* **YOUR TASK**
Reproduce word for word the lines of the items below, from the line containing "the red snack" to the line containing "[(83, 472), (271, 313), (365, 268)]", including both of those lines.

··· WORKING DATA ···

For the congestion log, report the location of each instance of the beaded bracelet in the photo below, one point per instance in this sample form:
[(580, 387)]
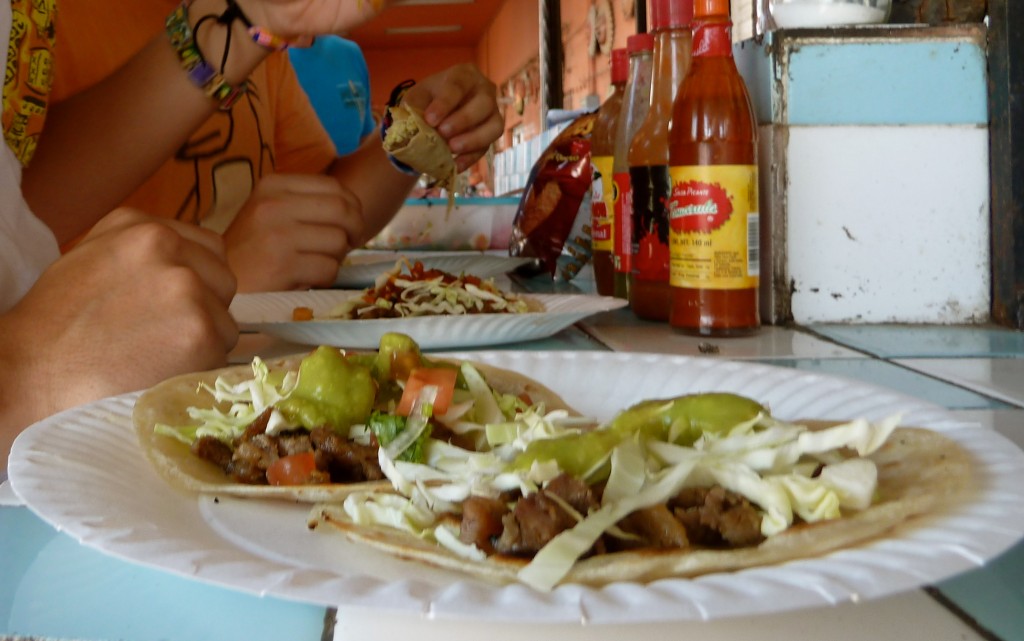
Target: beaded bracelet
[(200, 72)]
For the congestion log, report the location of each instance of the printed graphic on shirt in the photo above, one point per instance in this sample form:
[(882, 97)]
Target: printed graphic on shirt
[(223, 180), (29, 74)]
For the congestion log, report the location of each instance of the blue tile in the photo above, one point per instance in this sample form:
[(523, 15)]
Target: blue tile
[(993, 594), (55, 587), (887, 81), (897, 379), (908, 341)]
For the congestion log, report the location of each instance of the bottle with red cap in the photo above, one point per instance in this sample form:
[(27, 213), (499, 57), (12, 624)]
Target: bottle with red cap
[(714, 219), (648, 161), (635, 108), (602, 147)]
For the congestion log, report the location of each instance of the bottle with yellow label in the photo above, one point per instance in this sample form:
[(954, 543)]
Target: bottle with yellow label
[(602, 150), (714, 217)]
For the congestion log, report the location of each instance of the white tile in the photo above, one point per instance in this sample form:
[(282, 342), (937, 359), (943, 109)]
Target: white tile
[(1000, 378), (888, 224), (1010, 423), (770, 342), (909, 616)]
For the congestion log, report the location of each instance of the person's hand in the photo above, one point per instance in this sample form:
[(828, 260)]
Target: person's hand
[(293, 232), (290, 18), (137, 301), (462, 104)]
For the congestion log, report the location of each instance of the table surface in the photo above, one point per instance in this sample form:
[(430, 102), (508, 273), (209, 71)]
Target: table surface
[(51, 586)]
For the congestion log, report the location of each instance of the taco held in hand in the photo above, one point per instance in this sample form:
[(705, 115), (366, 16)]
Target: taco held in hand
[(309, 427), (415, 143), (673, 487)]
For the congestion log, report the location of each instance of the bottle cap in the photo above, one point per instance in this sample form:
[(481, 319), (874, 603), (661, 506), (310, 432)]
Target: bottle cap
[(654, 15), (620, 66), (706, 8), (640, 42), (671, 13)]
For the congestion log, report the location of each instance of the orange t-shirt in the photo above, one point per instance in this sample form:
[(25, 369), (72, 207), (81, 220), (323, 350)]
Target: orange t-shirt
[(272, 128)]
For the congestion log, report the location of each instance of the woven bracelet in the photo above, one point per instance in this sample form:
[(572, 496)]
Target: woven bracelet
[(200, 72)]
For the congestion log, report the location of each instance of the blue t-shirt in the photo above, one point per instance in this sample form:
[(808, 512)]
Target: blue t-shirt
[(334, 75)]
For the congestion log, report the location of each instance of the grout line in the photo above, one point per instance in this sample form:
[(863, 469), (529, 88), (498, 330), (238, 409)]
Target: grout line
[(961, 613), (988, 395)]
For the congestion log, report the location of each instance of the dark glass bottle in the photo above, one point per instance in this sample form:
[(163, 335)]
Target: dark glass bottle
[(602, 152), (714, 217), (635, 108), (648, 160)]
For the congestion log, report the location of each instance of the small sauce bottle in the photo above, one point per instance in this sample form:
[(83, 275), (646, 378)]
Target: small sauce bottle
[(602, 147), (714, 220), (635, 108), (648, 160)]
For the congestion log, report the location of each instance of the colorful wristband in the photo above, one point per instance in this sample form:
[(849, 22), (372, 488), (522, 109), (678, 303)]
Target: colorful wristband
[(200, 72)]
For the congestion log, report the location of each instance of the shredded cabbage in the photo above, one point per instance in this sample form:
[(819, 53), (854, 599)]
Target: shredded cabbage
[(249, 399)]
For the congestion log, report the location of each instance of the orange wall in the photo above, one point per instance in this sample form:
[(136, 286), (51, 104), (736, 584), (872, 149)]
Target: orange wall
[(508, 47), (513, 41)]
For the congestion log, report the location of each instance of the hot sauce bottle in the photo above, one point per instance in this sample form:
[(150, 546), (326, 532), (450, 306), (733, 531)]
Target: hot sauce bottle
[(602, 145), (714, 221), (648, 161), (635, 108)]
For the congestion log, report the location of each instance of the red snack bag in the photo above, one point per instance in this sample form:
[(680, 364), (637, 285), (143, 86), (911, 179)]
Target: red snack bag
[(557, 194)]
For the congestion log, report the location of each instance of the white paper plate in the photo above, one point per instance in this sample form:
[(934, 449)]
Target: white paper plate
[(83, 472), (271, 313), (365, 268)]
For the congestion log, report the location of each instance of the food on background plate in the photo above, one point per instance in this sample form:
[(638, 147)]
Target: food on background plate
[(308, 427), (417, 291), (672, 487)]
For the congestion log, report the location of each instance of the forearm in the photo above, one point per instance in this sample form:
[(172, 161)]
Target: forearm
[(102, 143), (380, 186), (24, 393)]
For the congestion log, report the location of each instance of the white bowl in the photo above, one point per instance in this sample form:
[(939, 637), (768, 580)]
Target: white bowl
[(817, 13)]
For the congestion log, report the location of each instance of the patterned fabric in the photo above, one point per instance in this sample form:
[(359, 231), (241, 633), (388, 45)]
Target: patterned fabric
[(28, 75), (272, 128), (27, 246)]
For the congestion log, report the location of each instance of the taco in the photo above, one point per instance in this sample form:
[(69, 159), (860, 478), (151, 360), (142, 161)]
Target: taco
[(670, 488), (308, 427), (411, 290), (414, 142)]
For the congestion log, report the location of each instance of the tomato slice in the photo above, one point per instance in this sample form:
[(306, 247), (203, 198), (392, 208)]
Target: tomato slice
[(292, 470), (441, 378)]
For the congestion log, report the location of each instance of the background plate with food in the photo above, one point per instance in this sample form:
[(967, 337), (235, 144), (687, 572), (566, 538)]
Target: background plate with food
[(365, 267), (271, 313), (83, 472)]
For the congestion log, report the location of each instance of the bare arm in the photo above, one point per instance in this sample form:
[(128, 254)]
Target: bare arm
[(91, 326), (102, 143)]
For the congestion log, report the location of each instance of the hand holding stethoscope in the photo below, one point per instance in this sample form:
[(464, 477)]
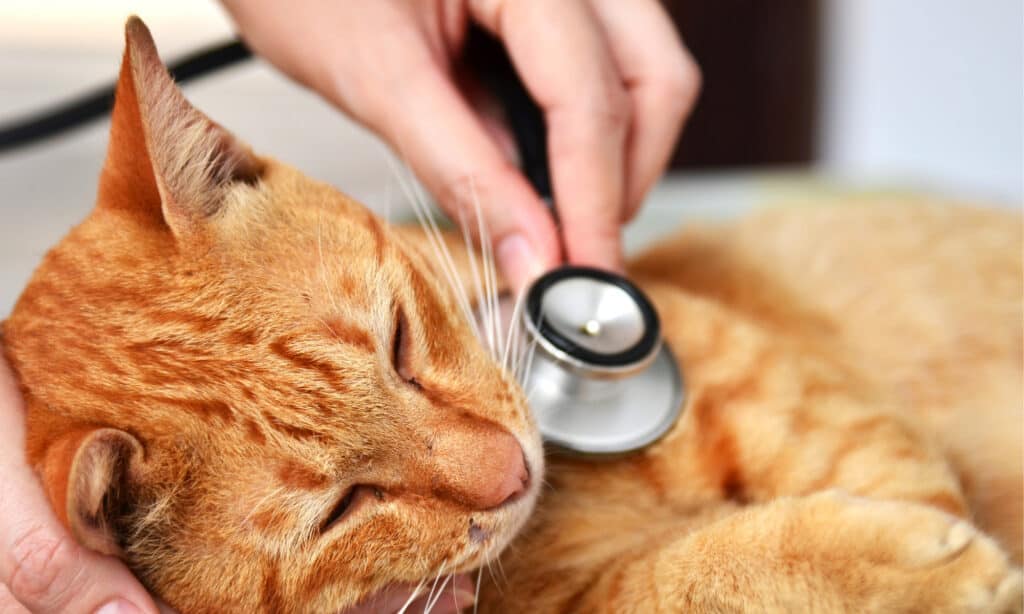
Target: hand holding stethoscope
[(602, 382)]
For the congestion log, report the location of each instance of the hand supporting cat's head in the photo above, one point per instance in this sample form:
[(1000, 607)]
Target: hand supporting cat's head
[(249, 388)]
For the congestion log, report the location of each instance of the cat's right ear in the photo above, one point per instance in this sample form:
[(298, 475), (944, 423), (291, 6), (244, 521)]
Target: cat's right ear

···

* **COMPLETE OUTPUT**
For the congestion log, report the location of each instance of the red snack bag in the photo above, one point per instance in this sample form:
[(680, 364), (637, 285), (143, 86), (911, 179)]
Target: red snack bag
[(557, 194)]
For the congestion log, report the location of each instance of the white paper plate in the photo above, one point per instance in this sample form:
[(934, 449)]
Target: white paper plate
[(83, 472), (271, 313), (365, 268)]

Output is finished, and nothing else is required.